**** Supplied material
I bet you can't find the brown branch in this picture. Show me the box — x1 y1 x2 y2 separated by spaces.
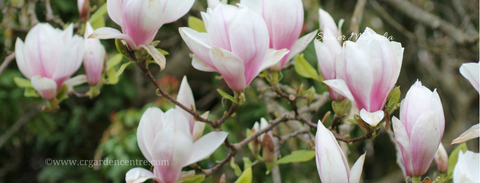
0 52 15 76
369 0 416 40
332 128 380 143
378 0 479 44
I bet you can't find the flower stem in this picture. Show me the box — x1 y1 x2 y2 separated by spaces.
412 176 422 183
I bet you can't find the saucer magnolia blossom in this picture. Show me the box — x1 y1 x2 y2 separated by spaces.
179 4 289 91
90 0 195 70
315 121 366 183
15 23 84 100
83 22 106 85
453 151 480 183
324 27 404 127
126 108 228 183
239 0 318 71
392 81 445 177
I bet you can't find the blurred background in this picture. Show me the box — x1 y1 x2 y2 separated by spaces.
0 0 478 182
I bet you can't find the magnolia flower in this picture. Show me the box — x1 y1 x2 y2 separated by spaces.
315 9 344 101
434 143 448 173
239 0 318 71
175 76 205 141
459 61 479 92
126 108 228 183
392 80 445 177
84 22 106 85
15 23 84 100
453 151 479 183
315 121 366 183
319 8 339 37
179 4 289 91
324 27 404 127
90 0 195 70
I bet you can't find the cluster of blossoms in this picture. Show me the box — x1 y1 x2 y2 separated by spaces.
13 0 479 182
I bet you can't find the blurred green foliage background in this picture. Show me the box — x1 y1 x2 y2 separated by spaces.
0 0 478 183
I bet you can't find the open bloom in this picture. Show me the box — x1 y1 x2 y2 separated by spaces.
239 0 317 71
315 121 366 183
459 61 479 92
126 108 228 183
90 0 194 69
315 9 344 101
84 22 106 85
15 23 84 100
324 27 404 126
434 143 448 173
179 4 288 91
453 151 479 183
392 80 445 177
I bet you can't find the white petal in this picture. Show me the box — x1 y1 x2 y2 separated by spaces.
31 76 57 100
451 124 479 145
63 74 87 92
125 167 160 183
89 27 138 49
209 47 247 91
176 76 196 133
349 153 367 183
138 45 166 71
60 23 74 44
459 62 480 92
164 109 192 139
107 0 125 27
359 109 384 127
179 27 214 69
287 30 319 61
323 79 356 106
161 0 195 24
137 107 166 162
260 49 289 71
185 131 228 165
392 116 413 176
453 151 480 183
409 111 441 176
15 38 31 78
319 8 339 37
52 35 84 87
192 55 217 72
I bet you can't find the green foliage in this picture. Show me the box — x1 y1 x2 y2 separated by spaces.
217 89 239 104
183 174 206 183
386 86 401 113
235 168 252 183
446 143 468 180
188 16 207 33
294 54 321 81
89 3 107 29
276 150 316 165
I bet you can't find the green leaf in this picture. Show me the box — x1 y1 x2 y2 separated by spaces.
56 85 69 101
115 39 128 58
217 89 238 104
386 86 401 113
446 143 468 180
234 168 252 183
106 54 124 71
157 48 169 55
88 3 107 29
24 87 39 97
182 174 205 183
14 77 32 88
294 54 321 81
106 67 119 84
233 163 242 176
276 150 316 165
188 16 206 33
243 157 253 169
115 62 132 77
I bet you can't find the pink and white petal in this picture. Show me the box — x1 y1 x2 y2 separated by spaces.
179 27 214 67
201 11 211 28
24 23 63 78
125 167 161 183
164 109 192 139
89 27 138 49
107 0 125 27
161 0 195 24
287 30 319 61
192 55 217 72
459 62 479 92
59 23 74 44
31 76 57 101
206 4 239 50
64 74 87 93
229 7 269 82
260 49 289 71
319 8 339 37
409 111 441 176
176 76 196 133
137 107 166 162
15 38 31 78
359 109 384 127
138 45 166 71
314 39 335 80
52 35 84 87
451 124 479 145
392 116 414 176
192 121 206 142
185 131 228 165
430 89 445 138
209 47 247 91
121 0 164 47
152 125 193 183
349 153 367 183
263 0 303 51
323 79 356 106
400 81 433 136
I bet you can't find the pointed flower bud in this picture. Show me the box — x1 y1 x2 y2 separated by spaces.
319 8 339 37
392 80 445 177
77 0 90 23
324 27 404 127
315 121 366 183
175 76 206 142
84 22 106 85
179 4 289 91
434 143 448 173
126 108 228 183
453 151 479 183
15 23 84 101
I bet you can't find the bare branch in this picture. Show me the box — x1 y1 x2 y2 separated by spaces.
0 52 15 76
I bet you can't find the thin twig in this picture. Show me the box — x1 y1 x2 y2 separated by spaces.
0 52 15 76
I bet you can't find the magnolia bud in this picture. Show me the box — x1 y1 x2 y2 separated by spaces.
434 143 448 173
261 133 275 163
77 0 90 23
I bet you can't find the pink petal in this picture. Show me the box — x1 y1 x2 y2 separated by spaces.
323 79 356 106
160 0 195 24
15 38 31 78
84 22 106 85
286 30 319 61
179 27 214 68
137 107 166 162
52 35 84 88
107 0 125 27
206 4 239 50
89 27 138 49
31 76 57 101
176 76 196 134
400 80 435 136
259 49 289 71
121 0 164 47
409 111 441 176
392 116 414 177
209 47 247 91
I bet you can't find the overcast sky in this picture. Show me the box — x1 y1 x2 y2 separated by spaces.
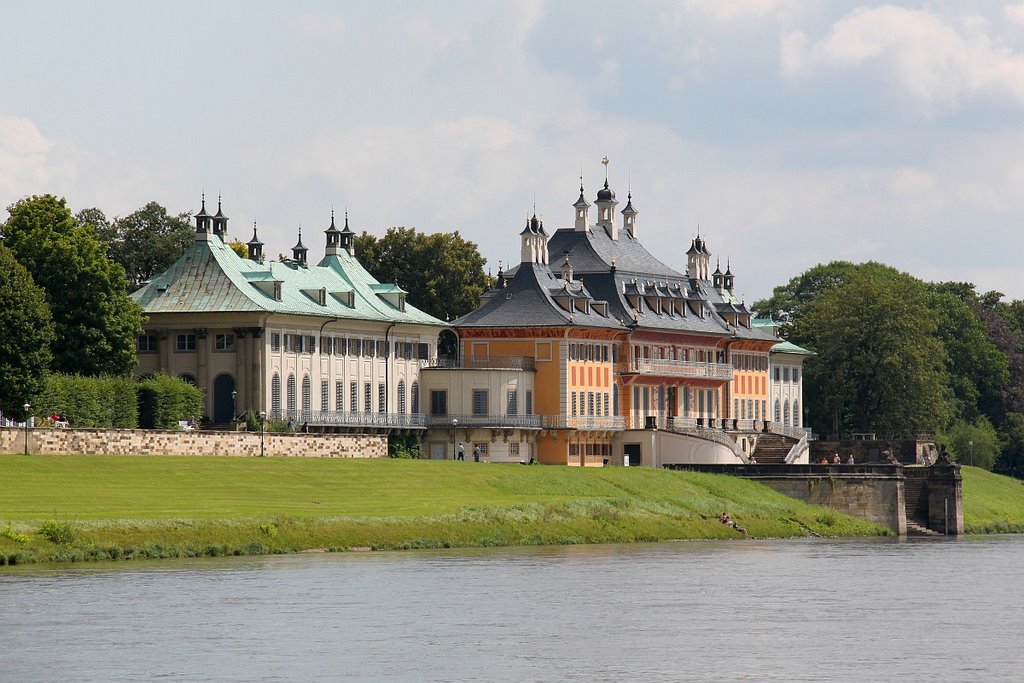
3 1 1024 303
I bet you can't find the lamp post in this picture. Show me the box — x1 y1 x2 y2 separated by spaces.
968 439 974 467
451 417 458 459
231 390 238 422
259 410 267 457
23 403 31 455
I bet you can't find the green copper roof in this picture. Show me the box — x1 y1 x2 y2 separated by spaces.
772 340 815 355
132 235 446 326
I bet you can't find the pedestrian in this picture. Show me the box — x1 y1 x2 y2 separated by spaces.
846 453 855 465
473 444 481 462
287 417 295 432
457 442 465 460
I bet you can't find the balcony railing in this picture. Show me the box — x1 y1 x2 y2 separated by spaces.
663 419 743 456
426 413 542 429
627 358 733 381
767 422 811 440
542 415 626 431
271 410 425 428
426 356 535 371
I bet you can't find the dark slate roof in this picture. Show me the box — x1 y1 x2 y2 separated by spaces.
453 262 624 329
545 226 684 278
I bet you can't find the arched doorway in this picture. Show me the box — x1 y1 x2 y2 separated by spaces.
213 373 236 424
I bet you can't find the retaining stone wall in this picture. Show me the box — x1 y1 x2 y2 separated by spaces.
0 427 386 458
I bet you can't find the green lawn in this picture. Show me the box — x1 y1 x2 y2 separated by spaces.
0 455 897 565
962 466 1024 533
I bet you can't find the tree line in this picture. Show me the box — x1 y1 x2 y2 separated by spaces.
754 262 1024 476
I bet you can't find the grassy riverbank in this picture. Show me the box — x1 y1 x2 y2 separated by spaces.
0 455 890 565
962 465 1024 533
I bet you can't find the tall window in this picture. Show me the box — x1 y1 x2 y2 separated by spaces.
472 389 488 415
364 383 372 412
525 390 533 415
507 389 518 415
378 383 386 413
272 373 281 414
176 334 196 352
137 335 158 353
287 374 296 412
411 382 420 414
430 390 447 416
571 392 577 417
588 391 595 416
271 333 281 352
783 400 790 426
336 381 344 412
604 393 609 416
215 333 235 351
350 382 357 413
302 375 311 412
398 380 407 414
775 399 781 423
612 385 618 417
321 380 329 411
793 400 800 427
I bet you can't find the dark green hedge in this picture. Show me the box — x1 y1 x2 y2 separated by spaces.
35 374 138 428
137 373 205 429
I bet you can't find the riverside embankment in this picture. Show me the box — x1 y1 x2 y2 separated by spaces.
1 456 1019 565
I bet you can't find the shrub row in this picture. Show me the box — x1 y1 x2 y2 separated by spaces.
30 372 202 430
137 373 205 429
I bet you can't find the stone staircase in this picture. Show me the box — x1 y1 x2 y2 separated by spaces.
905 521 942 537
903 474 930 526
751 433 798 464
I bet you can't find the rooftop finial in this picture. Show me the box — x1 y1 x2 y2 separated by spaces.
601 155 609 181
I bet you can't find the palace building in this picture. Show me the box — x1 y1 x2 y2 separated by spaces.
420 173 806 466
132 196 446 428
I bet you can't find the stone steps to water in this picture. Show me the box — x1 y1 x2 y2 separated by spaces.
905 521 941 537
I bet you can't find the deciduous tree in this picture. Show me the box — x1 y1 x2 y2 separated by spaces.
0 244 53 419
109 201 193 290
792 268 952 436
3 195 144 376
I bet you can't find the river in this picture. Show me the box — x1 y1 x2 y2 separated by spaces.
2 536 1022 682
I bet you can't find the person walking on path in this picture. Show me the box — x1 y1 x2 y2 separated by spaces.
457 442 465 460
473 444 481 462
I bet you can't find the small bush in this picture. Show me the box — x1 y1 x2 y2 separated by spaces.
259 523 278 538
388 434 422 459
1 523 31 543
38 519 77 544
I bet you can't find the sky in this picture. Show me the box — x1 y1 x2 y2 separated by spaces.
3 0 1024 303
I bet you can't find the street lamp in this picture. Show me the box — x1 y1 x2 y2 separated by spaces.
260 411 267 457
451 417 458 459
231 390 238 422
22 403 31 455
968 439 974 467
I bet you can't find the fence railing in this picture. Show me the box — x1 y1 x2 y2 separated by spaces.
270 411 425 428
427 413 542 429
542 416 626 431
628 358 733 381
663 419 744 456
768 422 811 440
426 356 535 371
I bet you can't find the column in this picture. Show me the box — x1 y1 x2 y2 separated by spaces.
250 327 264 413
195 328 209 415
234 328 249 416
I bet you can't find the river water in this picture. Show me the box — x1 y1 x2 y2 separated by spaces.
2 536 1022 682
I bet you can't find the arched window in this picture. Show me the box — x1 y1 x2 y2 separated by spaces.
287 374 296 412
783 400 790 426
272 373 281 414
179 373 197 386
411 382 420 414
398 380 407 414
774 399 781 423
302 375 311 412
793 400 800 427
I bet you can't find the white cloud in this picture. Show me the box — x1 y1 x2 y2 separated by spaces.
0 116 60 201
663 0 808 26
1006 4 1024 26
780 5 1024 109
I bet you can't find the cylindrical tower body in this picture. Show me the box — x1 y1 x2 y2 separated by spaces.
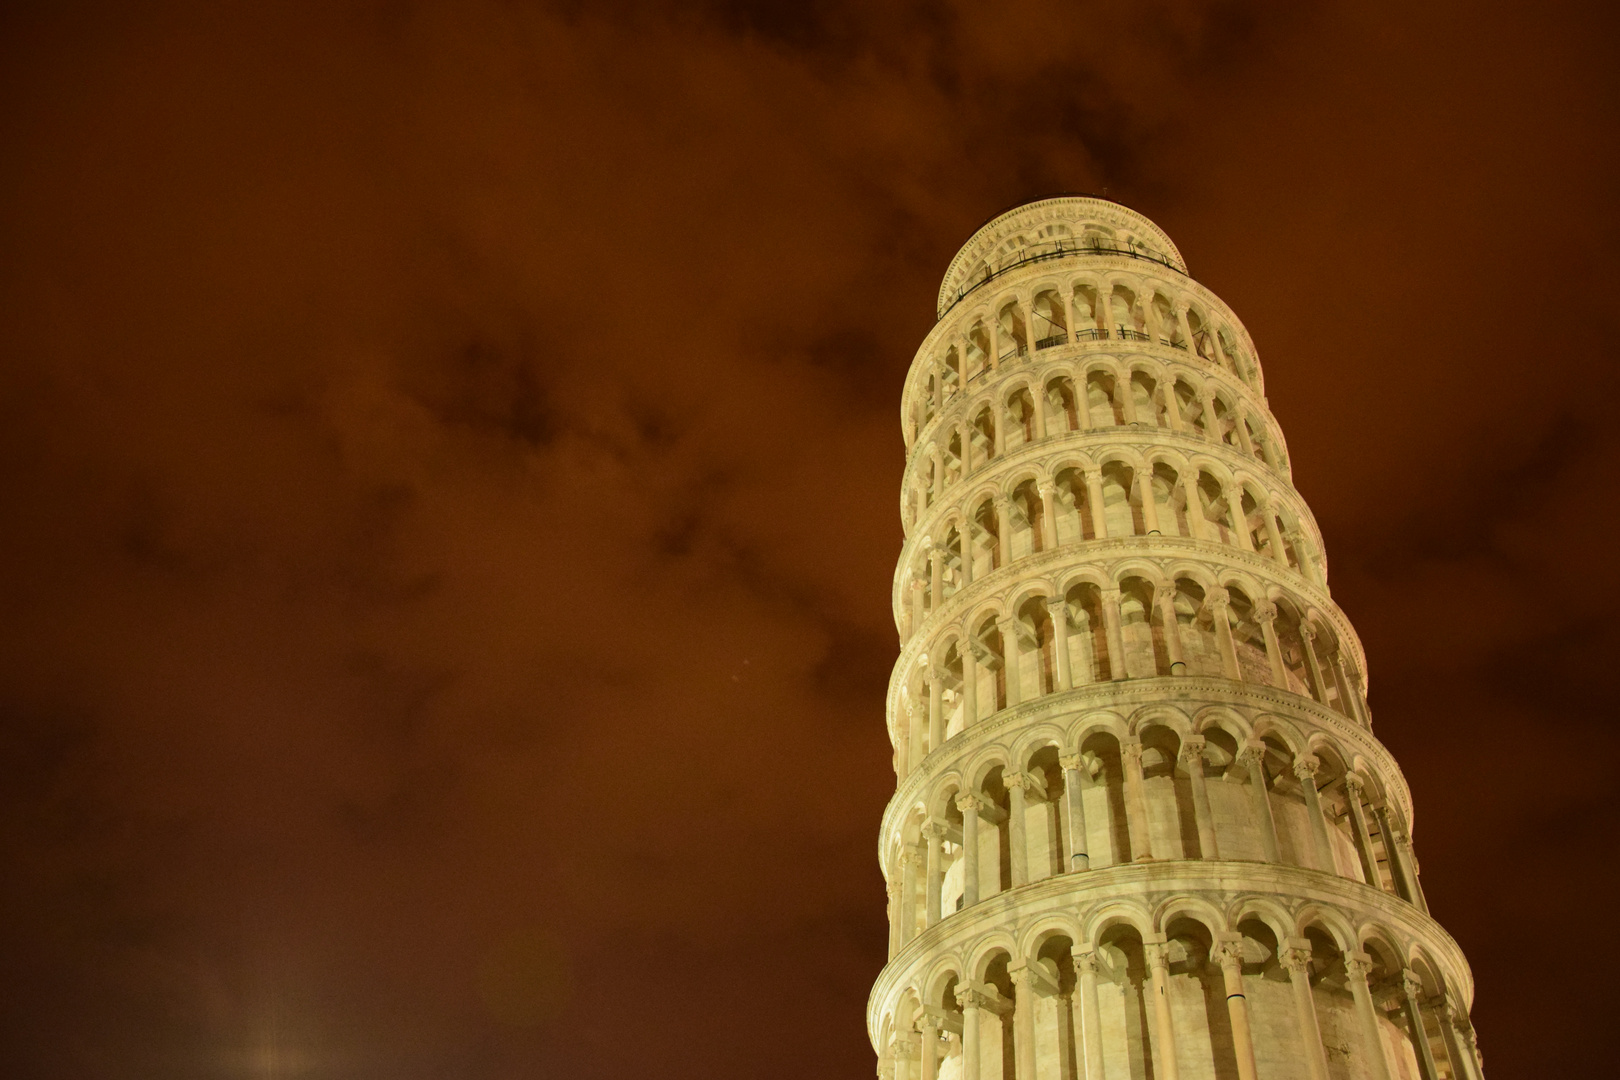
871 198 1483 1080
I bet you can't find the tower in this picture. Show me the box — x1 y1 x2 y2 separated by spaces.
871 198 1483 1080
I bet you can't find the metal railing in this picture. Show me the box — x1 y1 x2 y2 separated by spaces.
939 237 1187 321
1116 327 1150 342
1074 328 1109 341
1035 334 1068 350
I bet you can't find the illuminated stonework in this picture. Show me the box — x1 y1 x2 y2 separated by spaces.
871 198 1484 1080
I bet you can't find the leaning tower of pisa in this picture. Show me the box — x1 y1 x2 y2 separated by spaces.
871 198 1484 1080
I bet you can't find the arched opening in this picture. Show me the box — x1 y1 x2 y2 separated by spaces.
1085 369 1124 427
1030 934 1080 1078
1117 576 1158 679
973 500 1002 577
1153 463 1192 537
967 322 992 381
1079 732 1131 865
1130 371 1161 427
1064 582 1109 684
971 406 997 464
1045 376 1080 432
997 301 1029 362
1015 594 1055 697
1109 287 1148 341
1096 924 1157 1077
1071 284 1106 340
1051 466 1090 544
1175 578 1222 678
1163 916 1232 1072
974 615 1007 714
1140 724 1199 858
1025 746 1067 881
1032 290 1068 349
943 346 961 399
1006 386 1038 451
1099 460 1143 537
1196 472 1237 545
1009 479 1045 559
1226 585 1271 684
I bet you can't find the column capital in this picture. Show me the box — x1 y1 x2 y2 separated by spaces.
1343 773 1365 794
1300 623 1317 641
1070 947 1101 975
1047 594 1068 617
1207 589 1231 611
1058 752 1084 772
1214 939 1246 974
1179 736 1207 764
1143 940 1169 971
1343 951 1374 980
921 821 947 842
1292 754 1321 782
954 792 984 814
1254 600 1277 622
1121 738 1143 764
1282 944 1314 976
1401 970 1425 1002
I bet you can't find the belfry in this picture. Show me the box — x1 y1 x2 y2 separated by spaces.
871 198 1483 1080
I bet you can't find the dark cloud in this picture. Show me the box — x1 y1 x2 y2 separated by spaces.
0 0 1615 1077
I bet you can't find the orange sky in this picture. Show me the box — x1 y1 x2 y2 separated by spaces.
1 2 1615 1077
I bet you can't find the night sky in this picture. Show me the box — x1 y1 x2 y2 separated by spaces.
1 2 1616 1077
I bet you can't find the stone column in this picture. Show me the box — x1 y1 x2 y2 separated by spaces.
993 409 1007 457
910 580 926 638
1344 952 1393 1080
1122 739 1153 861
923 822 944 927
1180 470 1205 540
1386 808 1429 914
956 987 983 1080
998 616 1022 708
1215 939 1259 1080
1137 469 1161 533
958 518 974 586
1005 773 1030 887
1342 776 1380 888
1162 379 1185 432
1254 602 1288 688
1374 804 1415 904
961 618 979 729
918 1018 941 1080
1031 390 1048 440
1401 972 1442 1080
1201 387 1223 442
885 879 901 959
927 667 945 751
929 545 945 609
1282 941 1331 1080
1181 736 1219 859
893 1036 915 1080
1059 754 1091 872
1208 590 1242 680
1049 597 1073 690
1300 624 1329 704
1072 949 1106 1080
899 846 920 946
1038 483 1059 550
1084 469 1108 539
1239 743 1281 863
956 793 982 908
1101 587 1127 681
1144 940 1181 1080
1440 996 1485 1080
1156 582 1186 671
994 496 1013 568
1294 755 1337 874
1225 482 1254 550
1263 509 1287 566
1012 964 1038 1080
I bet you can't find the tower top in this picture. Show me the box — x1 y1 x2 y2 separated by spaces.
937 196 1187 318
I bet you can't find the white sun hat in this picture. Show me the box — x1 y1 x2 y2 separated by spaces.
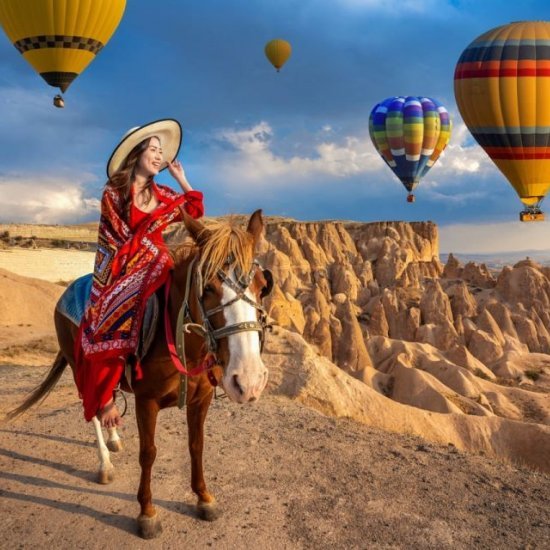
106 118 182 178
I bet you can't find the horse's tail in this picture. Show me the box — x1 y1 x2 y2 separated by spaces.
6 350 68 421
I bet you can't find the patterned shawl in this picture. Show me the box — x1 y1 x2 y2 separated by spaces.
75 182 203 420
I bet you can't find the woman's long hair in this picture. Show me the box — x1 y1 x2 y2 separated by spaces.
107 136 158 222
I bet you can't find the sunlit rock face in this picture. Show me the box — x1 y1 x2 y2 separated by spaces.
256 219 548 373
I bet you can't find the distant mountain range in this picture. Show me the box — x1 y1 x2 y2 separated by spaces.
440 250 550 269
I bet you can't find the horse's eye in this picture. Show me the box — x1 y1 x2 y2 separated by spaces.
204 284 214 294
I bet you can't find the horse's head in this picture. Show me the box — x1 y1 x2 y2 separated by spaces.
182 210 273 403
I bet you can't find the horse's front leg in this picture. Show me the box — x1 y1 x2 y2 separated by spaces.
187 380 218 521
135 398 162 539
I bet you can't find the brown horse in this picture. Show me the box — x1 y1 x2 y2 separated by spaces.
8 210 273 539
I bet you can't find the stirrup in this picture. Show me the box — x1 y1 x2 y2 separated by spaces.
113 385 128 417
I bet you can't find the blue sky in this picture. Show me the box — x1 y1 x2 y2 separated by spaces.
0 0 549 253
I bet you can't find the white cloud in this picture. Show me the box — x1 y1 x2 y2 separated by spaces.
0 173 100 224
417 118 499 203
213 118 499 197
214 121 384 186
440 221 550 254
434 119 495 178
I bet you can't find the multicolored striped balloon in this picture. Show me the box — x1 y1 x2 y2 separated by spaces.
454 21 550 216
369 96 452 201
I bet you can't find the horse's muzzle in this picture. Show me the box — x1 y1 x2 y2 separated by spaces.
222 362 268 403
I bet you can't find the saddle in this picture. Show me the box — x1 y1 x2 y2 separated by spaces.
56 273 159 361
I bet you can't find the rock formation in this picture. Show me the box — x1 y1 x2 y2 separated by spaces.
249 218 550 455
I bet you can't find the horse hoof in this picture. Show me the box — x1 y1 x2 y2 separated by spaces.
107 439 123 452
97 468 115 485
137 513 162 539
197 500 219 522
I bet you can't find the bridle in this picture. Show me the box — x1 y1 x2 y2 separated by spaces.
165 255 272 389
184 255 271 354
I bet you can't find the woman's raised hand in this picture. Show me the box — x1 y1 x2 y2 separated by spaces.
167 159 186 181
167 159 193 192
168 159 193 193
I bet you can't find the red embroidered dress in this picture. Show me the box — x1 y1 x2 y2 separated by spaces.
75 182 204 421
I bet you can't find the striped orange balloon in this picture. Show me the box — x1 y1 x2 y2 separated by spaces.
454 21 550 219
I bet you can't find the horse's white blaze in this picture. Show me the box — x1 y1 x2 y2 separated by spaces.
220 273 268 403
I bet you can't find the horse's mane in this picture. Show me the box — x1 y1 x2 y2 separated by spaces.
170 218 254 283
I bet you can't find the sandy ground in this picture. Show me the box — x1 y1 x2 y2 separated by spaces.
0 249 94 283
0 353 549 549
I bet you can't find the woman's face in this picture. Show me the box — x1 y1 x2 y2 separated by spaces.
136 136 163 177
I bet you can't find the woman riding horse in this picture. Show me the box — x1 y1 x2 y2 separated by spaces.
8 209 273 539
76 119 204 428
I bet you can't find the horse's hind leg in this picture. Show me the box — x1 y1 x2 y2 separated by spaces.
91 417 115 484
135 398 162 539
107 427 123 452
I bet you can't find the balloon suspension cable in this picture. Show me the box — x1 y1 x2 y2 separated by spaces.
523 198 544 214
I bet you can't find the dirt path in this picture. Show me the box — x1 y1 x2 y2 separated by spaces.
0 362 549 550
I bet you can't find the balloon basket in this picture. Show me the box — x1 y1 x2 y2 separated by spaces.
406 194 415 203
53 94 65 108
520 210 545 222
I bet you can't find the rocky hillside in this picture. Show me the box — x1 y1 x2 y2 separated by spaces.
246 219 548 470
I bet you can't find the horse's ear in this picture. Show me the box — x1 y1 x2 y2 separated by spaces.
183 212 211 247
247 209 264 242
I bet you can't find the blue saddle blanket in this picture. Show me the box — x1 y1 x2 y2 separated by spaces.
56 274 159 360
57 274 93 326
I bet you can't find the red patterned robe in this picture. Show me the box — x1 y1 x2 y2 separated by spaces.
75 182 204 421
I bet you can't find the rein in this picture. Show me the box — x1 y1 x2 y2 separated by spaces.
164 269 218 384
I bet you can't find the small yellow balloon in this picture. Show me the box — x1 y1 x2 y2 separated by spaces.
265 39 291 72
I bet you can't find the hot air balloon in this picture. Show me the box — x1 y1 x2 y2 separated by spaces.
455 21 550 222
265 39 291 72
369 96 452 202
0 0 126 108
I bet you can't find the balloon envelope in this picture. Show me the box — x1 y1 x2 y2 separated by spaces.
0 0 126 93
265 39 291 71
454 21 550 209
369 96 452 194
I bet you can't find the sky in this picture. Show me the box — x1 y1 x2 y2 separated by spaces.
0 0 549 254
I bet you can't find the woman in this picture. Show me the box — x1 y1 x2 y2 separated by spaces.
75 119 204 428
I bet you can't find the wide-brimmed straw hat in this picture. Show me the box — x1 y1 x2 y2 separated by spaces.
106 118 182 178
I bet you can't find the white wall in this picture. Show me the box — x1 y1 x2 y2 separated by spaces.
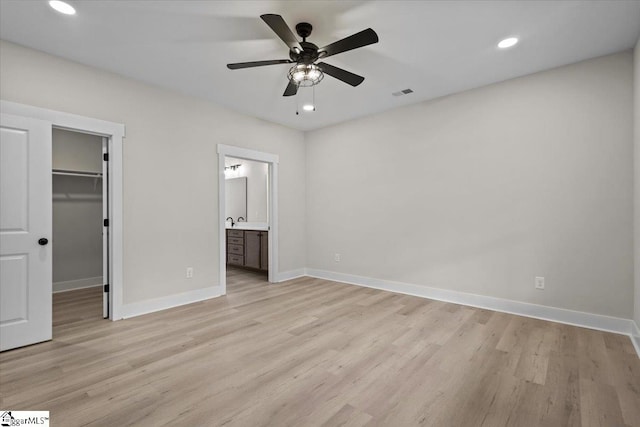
********
> _What to work on_: A faithful copy is needed of the lines from the one containing "I bet you can't find the wide-brimmed" through the last line of the data above, with pictures left out.

> _Solution_:
I bet you can't find the wide-brimmed straw hat in this picture. Show me the box — x1 y1 x2 y2 separated by spaces.
106 118 182 178
I bet you can't find the white wall in this picture. Show me the box — x1 y1 x2 y2 separated by spaces.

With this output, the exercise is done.